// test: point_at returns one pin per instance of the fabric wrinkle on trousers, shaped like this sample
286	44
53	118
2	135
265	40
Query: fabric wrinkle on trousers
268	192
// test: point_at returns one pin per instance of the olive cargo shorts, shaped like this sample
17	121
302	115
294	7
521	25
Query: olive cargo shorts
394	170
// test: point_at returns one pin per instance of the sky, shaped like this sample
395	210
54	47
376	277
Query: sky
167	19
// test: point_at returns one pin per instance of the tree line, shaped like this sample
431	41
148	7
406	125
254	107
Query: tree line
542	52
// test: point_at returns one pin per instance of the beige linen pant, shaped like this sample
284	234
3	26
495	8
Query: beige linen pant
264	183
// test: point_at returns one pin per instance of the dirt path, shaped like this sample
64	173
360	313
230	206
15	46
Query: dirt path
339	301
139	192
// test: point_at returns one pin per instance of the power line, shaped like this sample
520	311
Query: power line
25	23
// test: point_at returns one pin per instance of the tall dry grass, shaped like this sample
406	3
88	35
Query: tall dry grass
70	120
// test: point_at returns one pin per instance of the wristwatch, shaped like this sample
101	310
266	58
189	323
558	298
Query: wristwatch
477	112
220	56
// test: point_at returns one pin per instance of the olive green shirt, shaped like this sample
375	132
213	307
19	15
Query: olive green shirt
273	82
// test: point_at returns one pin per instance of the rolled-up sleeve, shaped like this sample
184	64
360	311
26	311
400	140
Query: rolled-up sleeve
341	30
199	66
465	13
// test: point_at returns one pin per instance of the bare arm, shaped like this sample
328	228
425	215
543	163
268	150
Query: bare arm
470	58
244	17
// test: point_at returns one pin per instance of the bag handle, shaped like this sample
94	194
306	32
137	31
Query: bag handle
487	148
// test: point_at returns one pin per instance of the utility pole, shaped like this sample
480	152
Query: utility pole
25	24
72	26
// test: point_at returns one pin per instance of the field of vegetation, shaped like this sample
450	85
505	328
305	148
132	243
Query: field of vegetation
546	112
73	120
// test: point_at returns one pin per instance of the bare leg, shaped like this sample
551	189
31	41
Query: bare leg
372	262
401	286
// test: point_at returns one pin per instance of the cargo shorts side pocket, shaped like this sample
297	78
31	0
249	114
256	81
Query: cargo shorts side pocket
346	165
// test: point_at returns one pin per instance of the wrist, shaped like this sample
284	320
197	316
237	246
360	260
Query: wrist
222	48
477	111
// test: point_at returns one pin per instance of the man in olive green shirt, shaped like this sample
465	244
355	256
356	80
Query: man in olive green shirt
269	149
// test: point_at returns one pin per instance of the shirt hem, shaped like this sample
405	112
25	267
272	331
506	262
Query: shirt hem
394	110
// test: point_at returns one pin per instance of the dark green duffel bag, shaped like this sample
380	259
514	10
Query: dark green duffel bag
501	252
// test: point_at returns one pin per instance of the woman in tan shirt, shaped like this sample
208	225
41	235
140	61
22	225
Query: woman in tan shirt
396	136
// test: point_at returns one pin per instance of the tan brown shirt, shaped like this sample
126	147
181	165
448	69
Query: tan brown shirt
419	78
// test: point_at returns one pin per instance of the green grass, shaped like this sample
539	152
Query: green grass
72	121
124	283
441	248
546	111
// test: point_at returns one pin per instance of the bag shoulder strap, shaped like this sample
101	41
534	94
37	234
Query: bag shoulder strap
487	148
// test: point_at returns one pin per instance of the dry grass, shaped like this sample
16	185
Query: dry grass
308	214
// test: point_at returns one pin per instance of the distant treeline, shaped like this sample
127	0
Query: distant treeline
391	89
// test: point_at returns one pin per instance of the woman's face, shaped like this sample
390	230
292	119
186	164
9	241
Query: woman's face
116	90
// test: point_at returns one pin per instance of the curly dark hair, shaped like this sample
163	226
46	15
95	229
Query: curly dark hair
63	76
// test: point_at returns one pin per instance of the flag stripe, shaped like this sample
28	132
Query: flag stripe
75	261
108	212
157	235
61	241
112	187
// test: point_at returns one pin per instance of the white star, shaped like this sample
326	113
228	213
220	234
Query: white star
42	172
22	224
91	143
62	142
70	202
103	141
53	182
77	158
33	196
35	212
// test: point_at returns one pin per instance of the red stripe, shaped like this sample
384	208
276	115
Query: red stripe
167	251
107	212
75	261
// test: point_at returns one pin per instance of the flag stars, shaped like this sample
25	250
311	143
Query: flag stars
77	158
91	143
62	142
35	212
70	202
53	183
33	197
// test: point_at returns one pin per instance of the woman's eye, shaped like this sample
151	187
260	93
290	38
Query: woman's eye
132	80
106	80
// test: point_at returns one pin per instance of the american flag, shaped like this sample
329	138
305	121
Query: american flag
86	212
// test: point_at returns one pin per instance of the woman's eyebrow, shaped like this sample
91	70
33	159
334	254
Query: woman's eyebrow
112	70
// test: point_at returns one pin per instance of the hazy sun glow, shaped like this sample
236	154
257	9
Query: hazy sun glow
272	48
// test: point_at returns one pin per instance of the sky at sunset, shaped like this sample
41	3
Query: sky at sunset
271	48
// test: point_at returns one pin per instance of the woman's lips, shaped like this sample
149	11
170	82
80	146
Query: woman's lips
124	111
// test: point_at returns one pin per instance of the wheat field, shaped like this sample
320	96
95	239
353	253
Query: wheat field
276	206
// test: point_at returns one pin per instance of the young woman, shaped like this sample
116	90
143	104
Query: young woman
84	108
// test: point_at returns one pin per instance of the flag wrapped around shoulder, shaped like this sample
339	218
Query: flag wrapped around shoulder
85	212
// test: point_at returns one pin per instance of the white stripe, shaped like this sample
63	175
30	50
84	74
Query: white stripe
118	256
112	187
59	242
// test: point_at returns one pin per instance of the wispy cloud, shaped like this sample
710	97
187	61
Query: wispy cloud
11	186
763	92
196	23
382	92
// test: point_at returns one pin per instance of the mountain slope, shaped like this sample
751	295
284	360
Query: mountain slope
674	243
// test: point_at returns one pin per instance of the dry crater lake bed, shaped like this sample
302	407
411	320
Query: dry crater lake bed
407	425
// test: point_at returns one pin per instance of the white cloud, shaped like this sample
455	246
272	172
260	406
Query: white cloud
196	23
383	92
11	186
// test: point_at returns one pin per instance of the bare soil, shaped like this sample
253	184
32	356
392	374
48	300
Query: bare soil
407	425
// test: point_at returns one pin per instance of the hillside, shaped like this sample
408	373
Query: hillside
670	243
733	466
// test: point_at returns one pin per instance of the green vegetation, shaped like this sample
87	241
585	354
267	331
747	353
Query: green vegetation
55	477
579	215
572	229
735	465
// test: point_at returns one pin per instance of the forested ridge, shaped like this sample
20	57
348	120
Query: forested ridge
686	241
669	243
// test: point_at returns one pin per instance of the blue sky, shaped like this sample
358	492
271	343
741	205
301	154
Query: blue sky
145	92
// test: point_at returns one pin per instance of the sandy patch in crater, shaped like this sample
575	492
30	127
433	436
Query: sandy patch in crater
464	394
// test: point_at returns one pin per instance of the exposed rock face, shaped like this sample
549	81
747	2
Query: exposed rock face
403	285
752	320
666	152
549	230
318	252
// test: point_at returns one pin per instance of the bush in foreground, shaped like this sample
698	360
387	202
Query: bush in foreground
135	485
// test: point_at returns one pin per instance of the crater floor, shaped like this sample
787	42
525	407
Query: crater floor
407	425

____________

* GIVEN EXERCISE *
Write out every line exactly as it stands.

* OUTPUT FOR THIS EXERCISE *
// test: point_at returns one pin per instance of the fabric wrinkle on trousers, shaped like this sample
286	44
53	118
2	135
265	40
Query: fabric wrinkle on trousers
268	192
// test: point_at returns one pin per instance of the olive cargo shorts, shaped like this sample
17	121
302	115
294	7
521	25
Query: olive cargo shorts
394	170
// test: point_at returns one pin per instance of the sky, shaped like this sample
395	210
54	47
376	277
Query: sky
167	19
// test: point_at returns one pin per instance of the tree line, shaped like this sample
431	41
148	7
406	125
254	107
Query: tree line
542	52
// test: point_at returns one pin per instance of the beige linen pant, shaped like this sample
284	234
3	26
495	8
Query: beige linen pant
264	183
// test: point_at returns one pin per instance of the dirt path, shaped like this sample
64	173
360	313
230	206
15	46
Query: dirt path
339	301
139	192
// test: point_at returns one pin per instance of the power line, shaped like this sample
520	311
Query: power line
25	23
// test: point_at returns one pin per instance of the tall dry grass, shaped like this sample
406	3
88	35
Query: tall dry grass
70	120
// test: point_at returns one pin per instance of the wristwatch, shaped like this sample
101	310
266	58
189	323
558	298
Query: wristwatch
477	112
220	56
// test: point_at returns one pin per instance of the olive green shirt, shaped like this sample
375	132
213	307
19	15
Query: olive green shirt
273	82
// test: point_at returns one pin per instance of the rolled-up sleeve, shaped like this sample
184	64
360	311
26	311
400	140
Query: rolled-up sleeve
341	30
199	66
465	13
// test: point_at returns one pin per instance of the bare arm, shaped like this sample
328	228
425	215
543	163
268	150
Query: bare arm
470	58
244	17
// test: point_at returns one pin per instance of the bag handle, shaped like this sample
94	194
306	32
137	31
Query: bag handle
487	148
// test: point_at returns one pin per instance of the utility pole, shaped like this sample
480	152
Query: utility pole
25	24
72	26
// test: point_at returns one pin per instance of the field of vegetation, shaped like this sample
450	85
505	328
305	148
132	243
Query: field of vegetation
546	112
73	120
// test: point_at returns one pin per instance of the bare leg, shaped like this sample
551	189
31	41
Query: bare leg
372	262
401	286
// test: point_at returns one pin per instance of the cargo shorts side pocket, shaped like this sample
297	78
31	0
249	114
256	81
Query: cargo shorts side pocket
346	165
// test: point_at returns one pin per instance of the wrist, shaped like this sample
284	320
197	316
237	246
360	260
Query: wrist
222	48
477	111
// test: point_at returns one pin per instance of the man in olive green shirt, shaped like this sample
465	244
355	256
356	80
Query: man in olive green shirt
269	149
// test: point_at returns one pin per instance of the shirt hem, shaped like this sample
405	112
25	267
272	331
506	262
Query: shirt hem
394	110
// test: point_at returns one pin per instance of the dark green duffel bag, shaped like this sample
380	259
514	10
Query: dark green duffel bag
501	252
// test: point_at returns one pin per instance of the woman in tan shirt, shaped like this sample
208	225
41	235
140	61
22	225
Query: woman in tan shirt
396	136
// test: point_at returns one pin per instance of the tan brown shirt, shaped like this sample
126	147
181	165
448	69
Query: tan brown shirt
419	78
// test: point_at returns one pin per instance of the green grass, shaped like this sample
539	152
Query: green grass
72	121
124	283
441	248
546	111
// test: point_at returns one pin per instance of the bag shoulder strap, shaped like this sample
101	41
534	94
37	234
Query: bag shoulder strap
487	148
// test: point_at returns one pin per instance of the dry grass, shaped like this sample
16	185
Query: dry grass
308	214
// test: point_at returns one pin per instance of the distant treeline, shaped like this sample
127	0
Query: distant treeline
391	89
// test: point_at returns one pin per instance of the woman's face, shaped like this sample
390	230
292	119
186	164
9	241
Query: woman's face
116	90
// test: point_at returns one pin per instance of the curly dark hair, shaped like this sample
163	226
46	15
95	229
Query: curly dark hair
63	76
// test: point_at returns one pin per instance of the flag stripe, shaped like this sample
28	132
Query: flag stripe
75	261
108	212
157	235
61	241
112	187
// test: point_at returns one pin per instance of the white star, shaped like this sample
326	113
228	213
220	234
Query: white star
42	172
22	224
91	143
62	142
70	202
103	141
53	182
77	158
33	196
35	212
// test: point_at returns one pin per instance of the red stripe, shaped like this sample
384	208
276	115
Query: red stripe
167	251
107	212
75	261
// test: point_at returns one pin per instance of the flag stars, shaped like this sample
25	250
311	143
Query: flag stars
77	158
91	143
62	142
35	212
70	202
53	183
33	197
// test: point_at returns one pin per instance of the woman's eye, shaped like this sample
151	187
260	93
290	38
Query: woman's eye
132	80
106	80
// test: point_at returns one pin per instance of the american flag, shaped like this sample
329	138
305	121
Query: american flag
86	212
// test: point_at returns one pin per instance of the woman's eyebrow, shaped like this sample
91	70
33	159
334	254
Query: woman's eyebrow
112	70
// test: point_at returns one pin per instance of the hazy sun glow, shaped like this sample
236	154
257	9
Query: hazy sun glow
272	48
// test: point_at returns one pin per instance of the sky at sunset, shaped like this sample
41	3
Query: sky at sunset
271	48
// test: point_at returns one pin per instance of the woman's lips, shaped like this sample
149	11
170	82
80	146
Query: woman's lips
124	111
// test: point_at returns one pin per instance of the wheat field, shaped like this sample
320	96
95	239
353	253
Query: wheat field
276	206
// test: point_at returns one pin per instance of the young woman, shaped like this sample
116	90
143	104
Query: young woman
84	108
// test: point_at returns one pin per instance of the flag wrapped around shoulder, shaped like this sample
339	218
Query: flag wrapped around shoulder
85	212
// test: point_at returns one pin per instance of the white stripe, shaped like this sample
63	175
30	50
84	74
Query: white stripe
118	256
112	187
59	242
// test: point_at returns one pin per instance of the wispy cloud, shaped like this sample
710	97
187	61
Query: wispy cloud
11	186
763	92
196	23
382	92
// test: point_at returns one pin per instance of the mountain slope, shaped like this sample
751	295
284	360
Query: mountain slope
674	243
// test: point_at returns one pin per instance of the dry crater lake bed, shaped like this sample
302	407
411	320
Query: dry crater lake bed
407	425
// test: point_at returns one pin per instance of the white cloud, shaped like this sample
455	246
272	172
260	406
Query: white cloud
196	23
383	92
11	186
// test: point_at returns one pin per instance of the bare soil, shaped like this sample
253	184
32	356
392	374
48	300
Query: bare soil
407	425
// test: point_at returns one pin per instance of the hillside, shaped like this sample
408	373
Query: hillside
670	243
733	466
// test: point_at returns one pin per instance of the green vegetation, shaped like this sample
87	241
585	354
267	331
747	353
Query: green vegetation
55	477
579	215
572	229
735	465
// test: point_at returns one pin per instance of the forested ridge, shaped like this sample
20	57
348	120
Query: forested ridge
686	241
669	243
// test: point_at returns one pin per instance of the blue sky, shaped like this sample
358	492
271	343
741	205
301	154
Query: blue sky
145	92
// test: point_at returns one pin per instance of the sandy patch in crater, shaped like this sample
575	492
30	127
433	436
Query: sandy patch in crater
464	394
// test: point_at returns one pin per instance of the exposed rock face, shaped like this sample
549	81
747	2
Query: exposed rock face
403	285
752	320
666	152
549	230
318	252
// test: point_at returns one pin per instance of the bush in foreground, shaped like this sample
698	360
387	202
Query: bush in foreground
135	485
// test: point_at returns one pin per instance of the crater floor, shaped like this sample
787	42
525	407
Query: crater floor
407	425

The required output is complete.